A block of data:

· · · ·

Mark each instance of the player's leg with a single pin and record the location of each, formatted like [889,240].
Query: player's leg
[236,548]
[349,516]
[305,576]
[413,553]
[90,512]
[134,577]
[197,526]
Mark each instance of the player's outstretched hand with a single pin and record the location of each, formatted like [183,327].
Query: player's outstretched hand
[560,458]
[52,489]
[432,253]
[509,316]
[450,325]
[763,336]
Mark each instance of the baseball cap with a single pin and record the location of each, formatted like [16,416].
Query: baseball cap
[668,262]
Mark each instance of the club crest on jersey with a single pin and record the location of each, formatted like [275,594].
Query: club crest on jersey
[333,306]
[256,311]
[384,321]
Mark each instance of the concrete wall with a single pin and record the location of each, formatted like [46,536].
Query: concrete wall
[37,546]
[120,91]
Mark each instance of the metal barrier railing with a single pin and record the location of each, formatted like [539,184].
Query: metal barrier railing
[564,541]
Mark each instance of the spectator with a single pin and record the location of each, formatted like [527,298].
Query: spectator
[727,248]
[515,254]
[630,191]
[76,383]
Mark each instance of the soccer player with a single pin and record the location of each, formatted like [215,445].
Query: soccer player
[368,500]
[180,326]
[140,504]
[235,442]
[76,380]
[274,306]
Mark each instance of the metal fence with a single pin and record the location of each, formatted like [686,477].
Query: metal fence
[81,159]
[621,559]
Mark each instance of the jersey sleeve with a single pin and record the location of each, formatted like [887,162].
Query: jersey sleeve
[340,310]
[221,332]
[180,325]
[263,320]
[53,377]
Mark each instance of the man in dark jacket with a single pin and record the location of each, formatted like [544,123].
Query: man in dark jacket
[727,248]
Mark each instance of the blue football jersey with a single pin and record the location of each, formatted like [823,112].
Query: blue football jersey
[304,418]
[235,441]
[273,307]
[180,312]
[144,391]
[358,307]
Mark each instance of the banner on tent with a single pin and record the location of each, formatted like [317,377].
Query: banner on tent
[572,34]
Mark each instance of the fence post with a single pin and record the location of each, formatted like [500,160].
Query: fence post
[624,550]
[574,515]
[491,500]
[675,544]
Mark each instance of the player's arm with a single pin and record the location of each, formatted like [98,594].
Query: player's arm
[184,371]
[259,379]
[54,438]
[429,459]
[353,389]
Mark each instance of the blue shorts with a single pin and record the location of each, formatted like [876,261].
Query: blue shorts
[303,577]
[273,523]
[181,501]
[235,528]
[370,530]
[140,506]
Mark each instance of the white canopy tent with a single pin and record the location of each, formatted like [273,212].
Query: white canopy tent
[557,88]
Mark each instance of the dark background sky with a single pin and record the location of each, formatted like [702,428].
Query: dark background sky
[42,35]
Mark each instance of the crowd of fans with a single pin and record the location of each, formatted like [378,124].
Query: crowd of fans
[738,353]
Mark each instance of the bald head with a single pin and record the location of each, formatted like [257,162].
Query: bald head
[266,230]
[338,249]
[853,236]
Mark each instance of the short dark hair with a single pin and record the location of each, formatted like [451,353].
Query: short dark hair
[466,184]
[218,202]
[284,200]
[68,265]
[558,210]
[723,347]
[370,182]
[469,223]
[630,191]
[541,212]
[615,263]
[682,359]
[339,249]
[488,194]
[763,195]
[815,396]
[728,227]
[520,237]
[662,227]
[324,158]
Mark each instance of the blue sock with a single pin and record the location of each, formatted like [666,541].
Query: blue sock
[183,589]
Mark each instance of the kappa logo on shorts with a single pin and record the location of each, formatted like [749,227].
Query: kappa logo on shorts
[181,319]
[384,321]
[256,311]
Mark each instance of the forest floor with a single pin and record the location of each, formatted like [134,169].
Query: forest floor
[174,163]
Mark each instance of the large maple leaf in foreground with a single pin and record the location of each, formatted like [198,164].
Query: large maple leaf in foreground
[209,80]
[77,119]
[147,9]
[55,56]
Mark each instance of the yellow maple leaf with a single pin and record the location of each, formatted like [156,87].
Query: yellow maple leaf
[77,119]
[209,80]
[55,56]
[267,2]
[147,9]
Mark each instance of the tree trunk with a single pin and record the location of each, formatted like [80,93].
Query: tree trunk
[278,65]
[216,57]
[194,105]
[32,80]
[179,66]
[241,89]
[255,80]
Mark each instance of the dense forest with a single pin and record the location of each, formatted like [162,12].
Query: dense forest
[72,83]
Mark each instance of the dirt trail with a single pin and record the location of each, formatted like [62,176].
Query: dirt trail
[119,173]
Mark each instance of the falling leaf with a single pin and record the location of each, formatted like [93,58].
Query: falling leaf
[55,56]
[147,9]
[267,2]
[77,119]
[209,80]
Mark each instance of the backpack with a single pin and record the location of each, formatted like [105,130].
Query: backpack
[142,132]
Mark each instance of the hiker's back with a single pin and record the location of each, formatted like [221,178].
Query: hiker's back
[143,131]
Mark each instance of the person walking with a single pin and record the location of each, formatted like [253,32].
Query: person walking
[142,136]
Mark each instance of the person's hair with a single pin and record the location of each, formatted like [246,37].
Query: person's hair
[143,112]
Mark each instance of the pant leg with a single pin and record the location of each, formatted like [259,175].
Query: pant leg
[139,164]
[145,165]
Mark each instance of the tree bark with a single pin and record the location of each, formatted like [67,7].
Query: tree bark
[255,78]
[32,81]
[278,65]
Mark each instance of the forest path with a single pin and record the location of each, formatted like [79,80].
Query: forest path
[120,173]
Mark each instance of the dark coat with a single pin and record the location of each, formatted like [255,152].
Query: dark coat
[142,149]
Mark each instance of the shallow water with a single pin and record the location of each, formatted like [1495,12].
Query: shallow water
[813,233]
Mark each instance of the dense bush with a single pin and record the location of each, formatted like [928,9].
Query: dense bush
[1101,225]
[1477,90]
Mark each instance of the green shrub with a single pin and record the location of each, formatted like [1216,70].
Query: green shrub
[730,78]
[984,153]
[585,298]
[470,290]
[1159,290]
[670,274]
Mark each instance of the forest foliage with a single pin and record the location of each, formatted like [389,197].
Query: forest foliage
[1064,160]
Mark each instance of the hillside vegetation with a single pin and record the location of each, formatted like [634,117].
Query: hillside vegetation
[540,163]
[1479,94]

· · · ·

* **TASK PROMPT**
Extract every line above exactly as it stands.

* **EXERCISE OUTPUT**
Mark each instance of the player's leg with a single pin and record the location of each, formatted like [889,240].
Query: player's leg
[236,548]
[349,516]
[305,576]
[413,553]
[90,512]
[134,577]
[197,526]
Mark each instance of the player's outstretched hand with a single pin and record the location of each, formatted like [183,327].
Query: player's outstretched hand
[560,458]
[52,489]
[432,253]
[509,316]
[450,325]
[763,336]
Mark each instance of the baseball cap with a single pin and record the location of each, formatted like [16,416].
Query: baseball cap
[668,262]
Mark each instance of the club crest on jersey with a single pin and record the location of each, formatted like [275,594].
Query: club crest on jersey
[333,306]
[256,311]
[384,321]
Mark each instance of the concrete wall with a single pin and record the location of each, formatted like [46,536].
Query: concrete wall
[37,546]
[120,91]
Mark each instance of the metal barrier railing with a single pin and record the location of each, formatted like [539,184].
Query: metal barrier railing
[564,541]
Mark each instance of the spectator with a single pin and record the location of each, formatted like [527,298].
Query: spectator
[727,248]
[515,254]
[630,191]
[76,383]
Mark each instance of the soccer player with a single pin and record the location of each, formatted like [215,445].
Query: soccer player
[368,500]
[180,326]
[140,504]
[235,442]
[76,380]
[274,306]
Mark each instance of the metal fence with a single pin and record the location of each, formatted like [686,477].
Query: metal fence
[81,159]
[621,559]
Mark each instance of the jersey sleeve with a single pin and record the location of each, formatted like [887,162].
Query: jersey sleeve
[340,310]
[221,332]
[180,325]
[263,320]
[53,377]
Mark each instance of the man in dark jacket with a single pin and record the location of each, formatted like [544,123].
Query: man in dark jacket
[727,248]
Mark each instance of the blue football jersey with a single pin and record the location of each, formatted like [823,112].
Query: blue football jersey
[304,418]
[235,441]
[273,307]
[180,312]
[144,391]
[358,307]
Mark each instance of the banner on tent with a single pin and record the location of each, formatted like [317,377].
Query: banner on tent
[572,34]
Mark each instance of the fence post with a single pin and record the location of each, formatted like [500,160].
Query: fence post
[624,550]
[574,515]
[491,500]
[675,544]
Mark each instance of the player's arm with a single pin and record the location of each, formatted like [98,594].
Query: player's arm
[184,371]
[259,379]
[54,438]
[429,459]
[353,389]
Mark each instance of the blue shorts with a single pin and record the location of each, formatted like [876,261].
Query: blue shorts
[303,577]
[273,523]
[181,501]
[235,528]
[370,530]
[140,506]
Mark each instance of the white canopy tent with a single pin and record the location of each, formatted like [273,212].
Query: white canopy tent
[557,88]
Mark each instance of the dark background sky with a single pin and record the location of each, formatted like [702,428].
Query: dark background sky
[42,35]
Mark each instance of the crowd of fans with a single pin and record the location of each, formatted like [378,124].
Query: crowd of fans
[738,353]
Mark each instance of the bald head with a single pin and record the location of each, formatted like [257,162].
Query: bald head
[266,230]
[338,249]
[853,236]
Mark each instance of the short dark hair with a single pin and record the location of each, formatted like [451,353].
Query: short dark hair
[466,184]
[218,202]
[284,200]
[68,265]
[558,210]
[723,347]
[370,182]
[469,223]
[630,191]
[541,212]
[615,263]
[682,359]
[339,249]
[488,194]
[763,195]
[815,396]
[728,227]
[520,237]
[662,227]
[324,158]
Mark each instance of the blue sock with a single pin and record the location of each, formatted like [666,541].
Query: blue sock
[183,589]
Mark each instance of the kappa logo on shorts with a single pin and record the location of each, formatted like [749,227].
Query: kappa logo on shorts
[181,319]
[384,321]
[256,311]
Mark each instance of the forest floor with a single pin and record the location of each, formatted like [134,169].
Query: forest floor
[174,163]
Mark each instance of the large maple leaf in foreground with a single pin and record the location of each, formatted like [198,164].
Query: large maple leaf in foreground
[209,80]
[77,119]
[147,9]
[55,56]
Mark each instance of the yellow maple leaf with a single pin and record the location of each, formatted like [156,87].
Query: yellow maple leaf
[77,119]
[209,80]
[55,56]
[267,2]
[147,9]
Mark each instance of the tree trunk with a single pin and record the location of each, formatted like [80,93].
Query: tree trunk
[278,65]
[216,57]
[194,105]
[32,80]
[179,66]
[241,89]
[255,80]
Mark each instance of the dense forest with a single pin and record the location of each, formatted like [162,12].
Query: dense forest
[72,83]
Mark each instance of the dirt trail with a single pin and record the location of each, formatted like [62,176].
Query: dirt trail
[119,173]
Mark each instance of the falling leaf with a single pin and record the location of each, formatted like [93,58].
Query: falling leaf
[55,56]
[147,9]
[267,2]
[77,119]
[209,80]
Mark each instance of the backpack with a single pin and record the location of each, formatted like [105,130].
Query: backpack
[142,132]
Mark each instance of the hiker's back with a single pin and record the location of each, formatted like [221,178].
Query: hiker's back
[143,131]
Mark each instance of the person walking with a single pin and record the location of each, formatted like [253,32].
Query: person walking
[142,136]
Mark each instance of the person's hair with a single pin and record the location of each, formatted like [246,37].
Query: person's hair
[143,112]
Mark each instance of the pant leg with a single pin and record the location of each, formatted like [259,175].
Query: pant leg
[139,164]
[145,165]
Mark each instance of the tree bark with a single pin and record the location of each, formatted like [67,7].
Query: tree bark
[255,78]
[32,81]
[278,65]
Mark each instance of the forest path with a single pin and record the location of each, formatted like [79,80].
Query: forest path
[120,173]
Mark each instance of the dark coat with a single pin and record the location of each, formatted like [255,152].
Query: dark coat
[142,149]
Mark each instance of the shallow water with a single pin and record the location of each, formatted like [1495,12].
Query: shallow water
[813,233]
Mark each instance of the dense bush with a single pin and record the location of each, formatted like [928,9].
Query: dense bush
[1101,225]
[1477,90]
Mark each instance of the green shrub with a single pin and record the location of each, formatted like [1216,70].
Query: green shrub
[730,78]
[984,153]
[585,298]
[470,290]
[1159,290]
[670,274]
Mark each instance of the forest foliage with a single pin and record the location of each, formatted like [389,197].
Query: forest foliage
[1064,160]
Mark each instance of the hillside vegetation with a single pin and record the location of each, formatted like [634,117].
Query: hillside vegetation
[540,163]
[1479,94]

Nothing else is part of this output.